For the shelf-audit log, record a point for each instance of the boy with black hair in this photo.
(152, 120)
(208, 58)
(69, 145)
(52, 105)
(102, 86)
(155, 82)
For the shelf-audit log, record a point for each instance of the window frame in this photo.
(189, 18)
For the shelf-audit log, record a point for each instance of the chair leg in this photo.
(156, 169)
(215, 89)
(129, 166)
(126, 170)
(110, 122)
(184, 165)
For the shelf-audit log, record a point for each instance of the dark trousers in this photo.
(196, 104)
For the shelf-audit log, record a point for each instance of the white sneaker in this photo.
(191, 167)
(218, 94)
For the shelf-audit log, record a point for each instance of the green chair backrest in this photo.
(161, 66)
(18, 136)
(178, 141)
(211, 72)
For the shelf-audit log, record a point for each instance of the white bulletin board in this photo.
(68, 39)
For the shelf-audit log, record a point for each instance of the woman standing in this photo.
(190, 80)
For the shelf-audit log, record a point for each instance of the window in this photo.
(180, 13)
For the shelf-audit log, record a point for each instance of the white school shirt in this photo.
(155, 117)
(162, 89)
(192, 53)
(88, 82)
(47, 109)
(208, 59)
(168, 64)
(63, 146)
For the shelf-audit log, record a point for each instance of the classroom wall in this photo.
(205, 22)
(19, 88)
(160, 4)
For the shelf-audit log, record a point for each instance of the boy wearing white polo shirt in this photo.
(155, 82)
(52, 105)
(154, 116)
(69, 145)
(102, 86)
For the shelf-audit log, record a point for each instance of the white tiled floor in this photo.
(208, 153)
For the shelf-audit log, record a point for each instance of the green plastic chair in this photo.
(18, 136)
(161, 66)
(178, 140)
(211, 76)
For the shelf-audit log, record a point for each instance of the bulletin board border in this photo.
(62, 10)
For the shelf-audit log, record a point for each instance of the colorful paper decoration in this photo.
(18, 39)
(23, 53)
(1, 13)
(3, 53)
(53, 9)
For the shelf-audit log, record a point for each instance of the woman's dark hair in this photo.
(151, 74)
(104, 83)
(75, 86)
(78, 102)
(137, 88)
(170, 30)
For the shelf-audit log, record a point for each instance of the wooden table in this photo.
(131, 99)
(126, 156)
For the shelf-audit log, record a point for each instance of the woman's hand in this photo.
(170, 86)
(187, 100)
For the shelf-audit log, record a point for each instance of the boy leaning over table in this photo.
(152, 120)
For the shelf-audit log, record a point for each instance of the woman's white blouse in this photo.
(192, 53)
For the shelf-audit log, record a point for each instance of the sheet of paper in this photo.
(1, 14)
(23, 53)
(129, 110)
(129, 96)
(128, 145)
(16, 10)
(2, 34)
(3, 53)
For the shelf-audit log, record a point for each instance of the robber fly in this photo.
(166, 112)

...

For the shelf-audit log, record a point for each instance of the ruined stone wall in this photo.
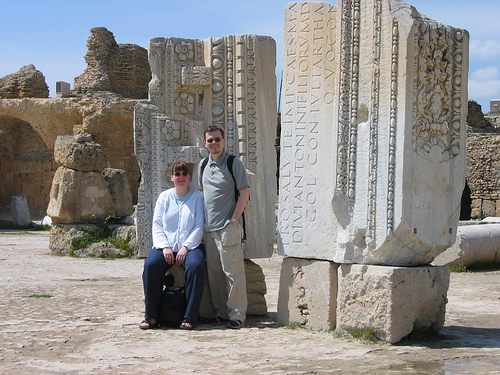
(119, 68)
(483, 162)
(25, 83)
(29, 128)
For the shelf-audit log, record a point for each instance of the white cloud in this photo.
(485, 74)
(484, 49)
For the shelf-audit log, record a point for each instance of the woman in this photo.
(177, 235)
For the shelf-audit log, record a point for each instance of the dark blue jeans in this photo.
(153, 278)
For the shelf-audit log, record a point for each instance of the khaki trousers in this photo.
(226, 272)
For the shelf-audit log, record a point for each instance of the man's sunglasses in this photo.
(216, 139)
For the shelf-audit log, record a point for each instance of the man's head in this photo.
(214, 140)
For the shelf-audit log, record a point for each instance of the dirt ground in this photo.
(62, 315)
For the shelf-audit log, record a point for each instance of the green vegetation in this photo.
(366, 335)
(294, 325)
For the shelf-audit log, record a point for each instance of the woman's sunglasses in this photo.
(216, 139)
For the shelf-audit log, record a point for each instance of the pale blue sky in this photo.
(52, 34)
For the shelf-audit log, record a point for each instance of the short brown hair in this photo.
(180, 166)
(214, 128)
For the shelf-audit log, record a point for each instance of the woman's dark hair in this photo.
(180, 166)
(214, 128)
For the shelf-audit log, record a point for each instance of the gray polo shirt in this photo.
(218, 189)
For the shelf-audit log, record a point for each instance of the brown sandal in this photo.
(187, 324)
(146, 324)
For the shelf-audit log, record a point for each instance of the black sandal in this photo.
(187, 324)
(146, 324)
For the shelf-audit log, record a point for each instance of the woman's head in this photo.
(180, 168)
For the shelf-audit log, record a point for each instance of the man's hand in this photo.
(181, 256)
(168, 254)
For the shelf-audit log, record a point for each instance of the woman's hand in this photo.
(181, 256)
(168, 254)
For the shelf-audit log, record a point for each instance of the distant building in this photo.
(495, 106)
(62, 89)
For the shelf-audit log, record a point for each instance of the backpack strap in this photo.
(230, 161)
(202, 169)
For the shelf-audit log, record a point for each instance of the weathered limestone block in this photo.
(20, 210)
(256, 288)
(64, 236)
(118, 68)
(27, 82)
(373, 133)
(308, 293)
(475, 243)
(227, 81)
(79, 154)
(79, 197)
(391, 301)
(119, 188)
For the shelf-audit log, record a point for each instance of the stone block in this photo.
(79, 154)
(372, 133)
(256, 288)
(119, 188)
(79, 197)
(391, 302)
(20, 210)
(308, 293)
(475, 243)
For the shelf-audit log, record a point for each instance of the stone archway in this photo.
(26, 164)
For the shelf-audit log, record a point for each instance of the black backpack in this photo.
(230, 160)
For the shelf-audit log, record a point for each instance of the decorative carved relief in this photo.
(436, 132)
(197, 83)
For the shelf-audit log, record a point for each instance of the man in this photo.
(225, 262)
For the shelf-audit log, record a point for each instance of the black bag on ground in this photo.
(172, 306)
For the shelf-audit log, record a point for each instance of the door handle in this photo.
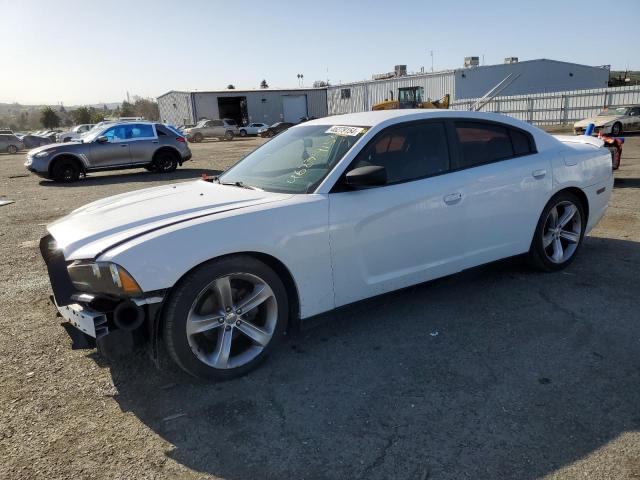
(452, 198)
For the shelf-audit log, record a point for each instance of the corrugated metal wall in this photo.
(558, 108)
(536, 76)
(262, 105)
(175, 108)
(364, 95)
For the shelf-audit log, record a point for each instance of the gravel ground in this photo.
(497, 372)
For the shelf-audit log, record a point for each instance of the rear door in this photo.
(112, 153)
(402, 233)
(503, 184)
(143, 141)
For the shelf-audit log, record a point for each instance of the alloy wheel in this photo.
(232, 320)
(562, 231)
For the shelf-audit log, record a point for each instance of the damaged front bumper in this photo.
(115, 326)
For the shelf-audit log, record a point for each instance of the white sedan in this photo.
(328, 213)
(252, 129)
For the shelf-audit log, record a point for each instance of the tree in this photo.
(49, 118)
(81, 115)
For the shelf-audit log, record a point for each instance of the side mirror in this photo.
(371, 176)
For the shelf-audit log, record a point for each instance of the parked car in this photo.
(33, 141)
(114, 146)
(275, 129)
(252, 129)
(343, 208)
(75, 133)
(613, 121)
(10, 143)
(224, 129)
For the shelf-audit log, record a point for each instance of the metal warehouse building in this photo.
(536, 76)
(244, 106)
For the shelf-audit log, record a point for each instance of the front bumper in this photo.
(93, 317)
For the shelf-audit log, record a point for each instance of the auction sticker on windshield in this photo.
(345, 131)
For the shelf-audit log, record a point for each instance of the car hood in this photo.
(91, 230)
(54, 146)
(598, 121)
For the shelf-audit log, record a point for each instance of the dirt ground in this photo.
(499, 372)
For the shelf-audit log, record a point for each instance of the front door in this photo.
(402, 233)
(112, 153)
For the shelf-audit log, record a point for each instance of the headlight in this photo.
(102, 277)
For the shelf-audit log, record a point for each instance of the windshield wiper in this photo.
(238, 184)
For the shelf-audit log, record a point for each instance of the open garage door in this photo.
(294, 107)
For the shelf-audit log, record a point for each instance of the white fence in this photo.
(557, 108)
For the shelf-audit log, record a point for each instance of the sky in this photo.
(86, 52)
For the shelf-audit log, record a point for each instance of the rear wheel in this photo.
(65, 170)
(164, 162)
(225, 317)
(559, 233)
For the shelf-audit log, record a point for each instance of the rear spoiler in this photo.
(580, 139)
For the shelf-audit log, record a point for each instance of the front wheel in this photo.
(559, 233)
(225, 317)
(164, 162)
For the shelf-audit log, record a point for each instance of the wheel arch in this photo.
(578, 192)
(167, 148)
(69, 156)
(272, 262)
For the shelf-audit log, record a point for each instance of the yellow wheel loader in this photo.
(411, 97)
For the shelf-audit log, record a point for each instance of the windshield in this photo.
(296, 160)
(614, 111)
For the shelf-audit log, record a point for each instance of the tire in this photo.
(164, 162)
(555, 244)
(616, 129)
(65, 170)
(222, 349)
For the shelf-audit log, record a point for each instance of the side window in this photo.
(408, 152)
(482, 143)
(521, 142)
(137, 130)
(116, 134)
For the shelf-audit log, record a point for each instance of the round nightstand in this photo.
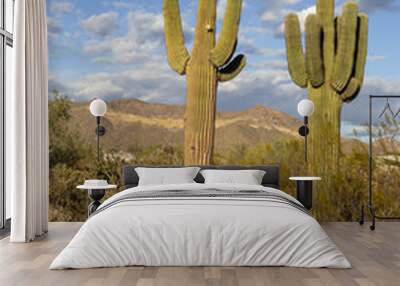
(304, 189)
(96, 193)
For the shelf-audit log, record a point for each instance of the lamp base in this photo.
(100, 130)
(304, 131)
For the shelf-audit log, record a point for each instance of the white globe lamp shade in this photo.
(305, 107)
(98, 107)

[Problem to solve] Tally the lines in the records above that contain the string "door". Reply with only the number.

[Result of the exercise] 4